WHAT NEEDS TO BE DONE
Write what comes next in the opinion piece on the Khalistani movement in Canada, starting right after its last sentence.

GIVEN TEXT
-- BEGIN --

By Gurmukh Singh Email By Gurmukh Singh
November 2023
Perspective: Why Are Khalistanis Thriving in Canada?

[Left] Supporters line up to vote for a Khalistan Referendum in Brampton, Ontario. (Photo: @Azhar Javaid on X) 

The perception of popular support among Canadian Sikhs for the secession of Punjab from India to create a separate nation called Khalistan is misleading. It’s only because of the Khalistani control of Canadian gurdwaras—and the political clout that comes from it— has the movement gained momentum. A majority of Canadian Sikhs do not see eye-to-eye with Khalistanis.

Until Prime Minister Justin Trudeau made the bombshell statement in September about “credible allegations of a potential link between agents of the Government of India (GOI) and the killing of a Canadian citizen, Hardeep Singh Nijjar,” many in the Indo-Canadian community believed that Nijjar was gunned down at a Surrey gurdwara because of rivalries between competing groups of Sikh hardliners in Canada.

However, Khalistani groups issued statements claiming it was the Indian government that was responsible for the assassination of Nijjar. The fact that PM Trudeau not only endorsed that allegation, but also went so far as to antagonize India by his somewhat reckless accusation against GOI, has been a big boost for the Khalistanis’ campaign against India.

Talk to any Sikh in the Greater Toronto area or in Vancouver, and they will tell you that it’s only a small number that is creating problems in Canada in the name of Khalistan. A radio show host who regularly talks to people on this issue in Brampton, a suburb of Toronto that is heavily populated with Sikhs, says, “I would put the number of Canadian Sikhs supporting the idea of Khalistan to not more than three-four
percent. That’s it.”

A nexus of gurudwaras and politics

Then why has the Khalistani movement flourished in Canada? Mainly because this small percentage of radicals is a very united and vocal group. And they control most of the gurdwaras—where their power flows from. The gurudwaras have a big hold on the diasporic Sikh community because everybody comes to pay obeisance at these religious places. “Once you control gurdwaras and the community, you attract politicians of all hues. No political leader will miss visiting gurdwaras because they get big receptive audiences at these places,” says Balraj Deol, a Punjabi journalist from Brampton.

Unlike the gurdwaras in India, which are run by autonomous bodies such as the Shiromani Gurdwara Parbandhak Committee (SGPC) or the Delhi Sikh Gurdwara Management Committee (DSGMC), Sikh temples in Canada are controlled by individual groups that are mostly pro-Khalistan. These groups give membership of their gurdwara committees only to their own relatives, friends, and village kith and kin so that they never lose control of management. Since gurdwaras collect millions of dollars through offerings, they also enjoy financial power which they use to favor their own people (by giving them supply contracts, for example) and further their political agenda by funding politicians and political parties.

-- END --

SUPPLIED DATA
-- BEGIN --

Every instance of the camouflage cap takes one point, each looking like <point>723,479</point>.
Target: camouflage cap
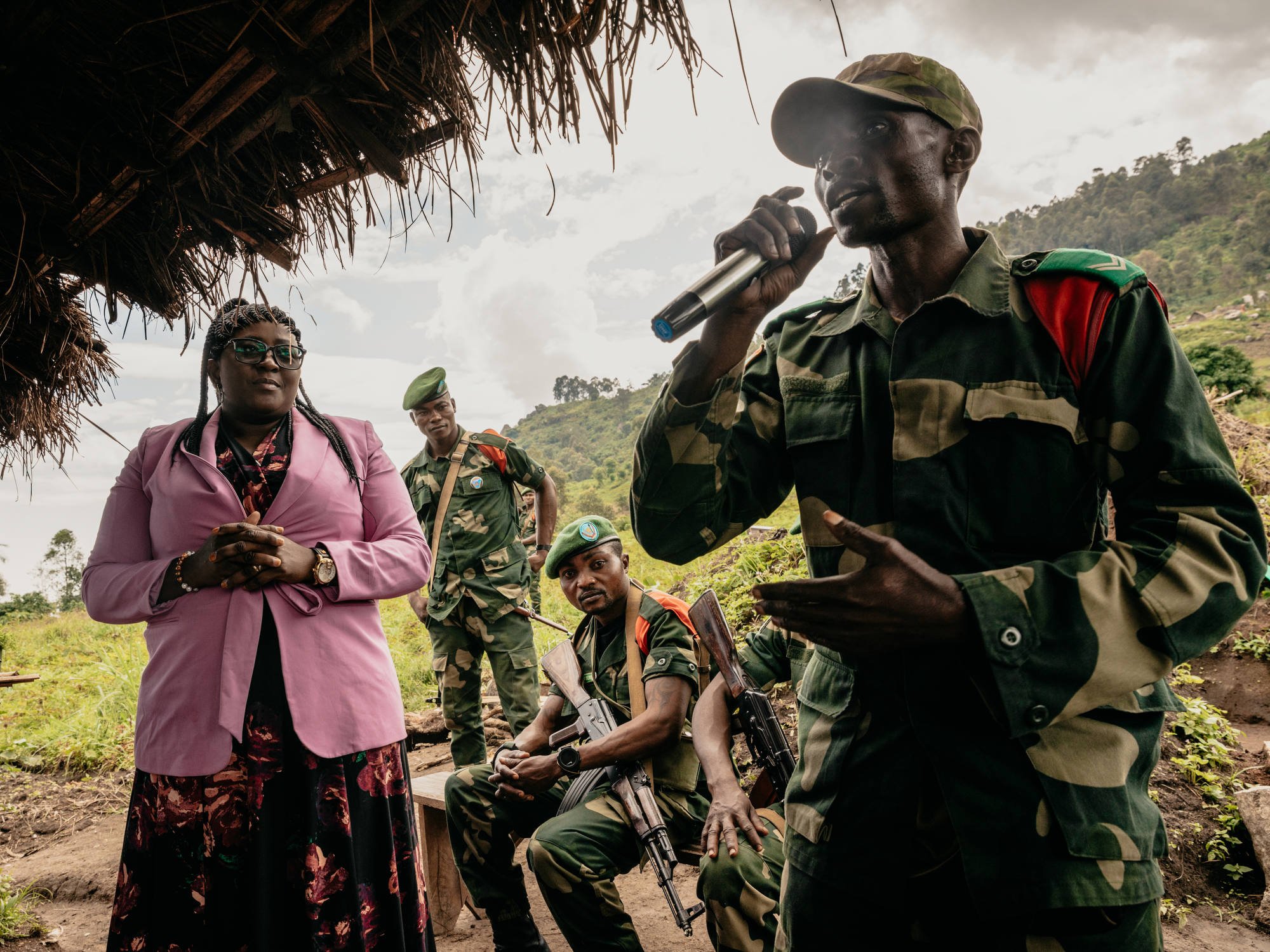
<point>427,387</point>
<point>904,79</point>
<point>580,536</point>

-- END --

RESPONSE FOR THIS EXERCISE
Deol believes that, over the years, Khalistanis have gained political clout in a proportion far beyond their small numbers (as a percentage of the population). By patronizing and funding politicians, the younger generation of Khalistanis have risen to the ranks of Members of Parliament. According to Deol, Khalistanis have become very adept at manipulating the political system in Canada through their control of the gurudwaras. “This explains the political clout of Khalistanis and why the movement has flourished in Canada,” he says.

Arguing on the same lines, a Sikh businessman from Brampton, who requests anonymity, says, “That’s how these Khalistanis got Jagmeet Singh elected as MP and leader of the New Democratic Party (NDP).” The NDP has a huge sway over Trudeau’s fortunes in the political system of Canada. “It is as simple as that. It is pure manipulation of the Canadian political system by the Khalistanis,” says the businessman.

Silencing the moderates

It is often asked why moderate Sikhs are not vocal in opposing the Khalistanis that are, after all, a small fraction of the Sikh community in Canada. “Well, the Khalistanis have become adept at silencing anyone opposing them. They have put social media savvy people in their political offices. Whenever any incon-venient issue arises, they unleash their criticism through their social media network to oppose or suppress it. Similarly, if any moderate Sikh raises their voice against them, they start getting threatening messages, forcing them to keep quiet. The Khalistanis have used social media to silence their critics,” says the Sikh businessman from Brampton.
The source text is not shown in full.